- _WHAT TO DO_
Please copy each line below that contains the word "pumpkin".

[Photo-based referring expression data]
┄┄┄┄┄┄┄┄┄┄┄┄┄┄┄┄┄┄┄┄
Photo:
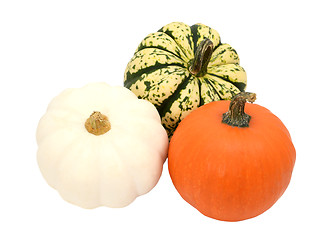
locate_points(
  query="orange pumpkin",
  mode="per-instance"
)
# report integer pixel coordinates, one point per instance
(231, 160)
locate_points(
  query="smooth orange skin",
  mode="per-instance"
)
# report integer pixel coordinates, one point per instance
(231, 173)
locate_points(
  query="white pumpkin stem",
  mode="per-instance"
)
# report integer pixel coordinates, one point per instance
(97, 124)
(236, 115)
(198, 66)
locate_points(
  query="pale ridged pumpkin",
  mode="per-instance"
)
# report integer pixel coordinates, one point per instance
(100, 145)
(231, 164)
(180, 68)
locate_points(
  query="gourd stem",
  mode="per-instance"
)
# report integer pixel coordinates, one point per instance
(97, 124)
(236, 115)
(198, 66)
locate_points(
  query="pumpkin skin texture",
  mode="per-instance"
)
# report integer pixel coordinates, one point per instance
(110, 169)
(231, 173)
(161, 71)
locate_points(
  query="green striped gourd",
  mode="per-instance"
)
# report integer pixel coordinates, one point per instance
(180, 68)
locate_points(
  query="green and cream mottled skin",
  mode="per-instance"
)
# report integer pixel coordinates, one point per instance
(159, 71)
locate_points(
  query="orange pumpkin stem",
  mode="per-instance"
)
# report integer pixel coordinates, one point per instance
(199, 64)
(236, 115)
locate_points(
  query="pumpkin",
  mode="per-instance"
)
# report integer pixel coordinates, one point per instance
(231, 160)
(101, 146)
(180, 68)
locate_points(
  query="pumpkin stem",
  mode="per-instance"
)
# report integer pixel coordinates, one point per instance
(199, 64)
(236, 115)
(97, 124)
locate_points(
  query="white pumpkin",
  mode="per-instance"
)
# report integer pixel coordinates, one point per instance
(103, 159)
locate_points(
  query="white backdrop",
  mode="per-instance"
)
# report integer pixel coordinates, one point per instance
(286, 48)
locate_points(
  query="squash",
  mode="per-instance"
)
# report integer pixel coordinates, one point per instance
(180, 68)
(101, 146)
(231, 160)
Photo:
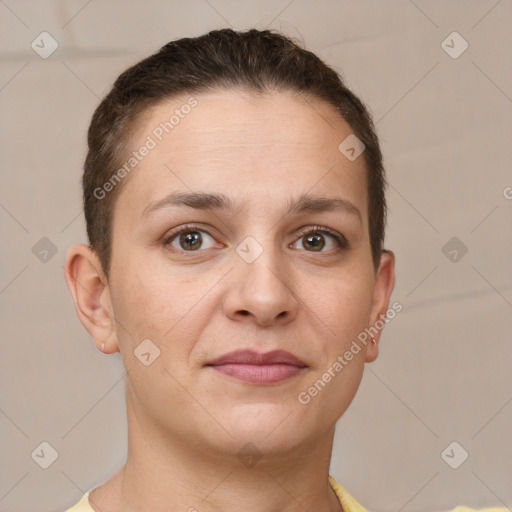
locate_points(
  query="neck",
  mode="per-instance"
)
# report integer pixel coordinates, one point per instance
(165, 472)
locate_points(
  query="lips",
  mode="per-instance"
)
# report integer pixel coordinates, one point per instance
(257, 368)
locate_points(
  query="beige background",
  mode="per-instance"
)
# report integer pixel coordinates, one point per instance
(445, 124)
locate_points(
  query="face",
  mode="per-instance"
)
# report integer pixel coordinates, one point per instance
(266, 248)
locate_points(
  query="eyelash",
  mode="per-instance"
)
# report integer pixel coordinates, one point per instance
(314, 230)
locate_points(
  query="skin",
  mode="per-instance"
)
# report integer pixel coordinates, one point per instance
(186, 422)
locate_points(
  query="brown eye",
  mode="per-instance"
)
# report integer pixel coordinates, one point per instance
(321, 239)
(314, 242)
(191, 240)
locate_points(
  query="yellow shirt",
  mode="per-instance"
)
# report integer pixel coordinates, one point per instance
(348, 503)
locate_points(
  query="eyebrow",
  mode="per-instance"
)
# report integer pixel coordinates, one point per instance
(208, 201)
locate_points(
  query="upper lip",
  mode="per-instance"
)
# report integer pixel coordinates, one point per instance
(252, 357)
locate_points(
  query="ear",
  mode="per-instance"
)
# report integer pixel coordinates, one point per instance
(384, 284)
(89, 288)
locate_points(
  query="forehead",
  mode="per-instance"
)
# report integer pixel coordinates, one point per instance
(242, 144)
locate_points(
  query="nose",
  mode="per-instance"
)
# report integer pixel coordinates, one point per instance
(260, 291)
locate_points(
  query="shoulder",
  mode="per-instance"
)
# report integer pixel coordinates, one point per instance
(463, 508)
(82, 505)
(349, 503)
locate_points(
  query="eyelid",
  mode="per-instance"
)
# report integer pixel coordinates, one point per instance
(340, 239)
(315, 229)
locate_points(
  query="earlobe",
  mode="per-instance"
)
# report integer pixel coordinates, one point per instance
(384, 284)
(91, 294)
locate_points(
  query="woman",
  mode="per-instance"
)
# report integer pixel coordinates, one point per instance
(234, 199)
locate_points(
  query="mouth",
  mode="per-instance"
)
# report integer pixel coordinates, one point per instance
(257, 368)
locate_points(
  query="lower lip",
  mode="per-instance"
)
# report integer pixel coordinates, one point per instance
(259, 374)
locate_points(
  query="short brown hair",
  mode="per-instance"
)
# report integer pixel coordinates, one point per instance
(253, 60)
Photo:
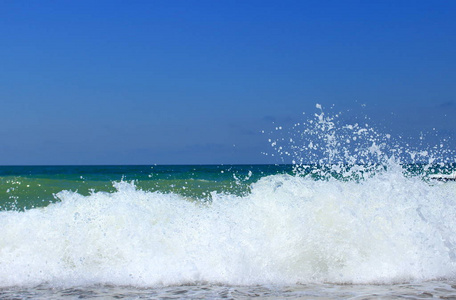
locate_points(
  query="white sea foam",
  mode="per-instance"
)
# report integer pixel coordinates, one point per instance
(290, 229)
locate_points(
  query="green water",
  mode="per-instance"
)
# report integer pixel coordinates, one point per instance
(24, 187)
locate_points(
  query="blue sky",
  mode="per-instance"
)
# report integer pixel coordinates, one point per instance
(195, 82)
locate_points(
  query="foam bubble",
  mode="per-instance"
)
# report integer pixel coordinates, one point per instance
(288, 230)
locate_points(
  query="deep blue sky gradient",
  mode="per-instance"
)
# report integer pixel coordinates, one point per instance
(195, 82)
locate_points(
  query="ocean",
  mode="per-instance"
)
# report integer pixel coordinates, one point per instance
(224, 231)
(356, 215)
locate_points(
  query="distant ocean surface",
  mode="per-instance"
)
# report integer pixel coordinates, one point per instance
(227, 231)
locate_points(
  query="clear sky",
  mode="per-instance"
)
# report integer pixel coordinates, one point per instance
(195, 82)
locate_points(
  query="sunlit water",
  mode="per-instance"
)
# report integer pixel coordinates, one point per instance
(360, 218)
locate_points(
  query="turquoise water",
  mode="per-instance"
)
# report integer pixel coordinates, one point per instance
(23, 187)
(357, 215)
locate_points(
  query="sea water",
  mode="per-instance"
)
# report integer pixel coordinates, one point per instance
(355, 216)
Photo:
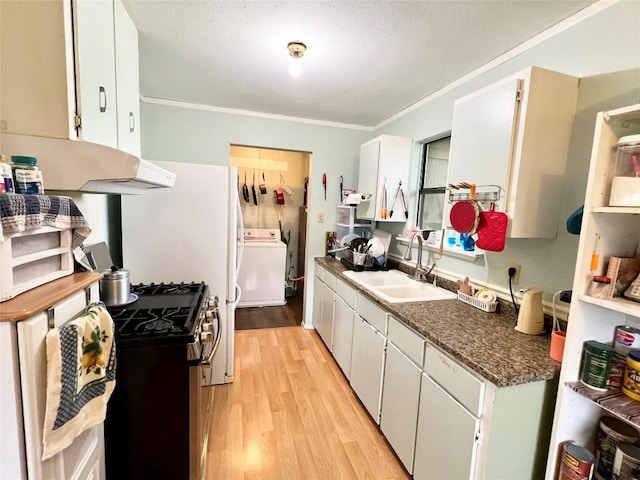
┄┄┄┄┄┄┄┄┄┄┄┄┄┄┄┄┄┄┄┄
- _RESPONSE TO THE EXERCISE_
  query="orange pumpkin",
  query="white pumpkin stem",
  query="pale ridged pumpkin",
  query="pumpkin skin texture",
  query="orange pumpkin stem",
  query="pumpkin",
  query="pumpkin stem",
  query="white pumpkin",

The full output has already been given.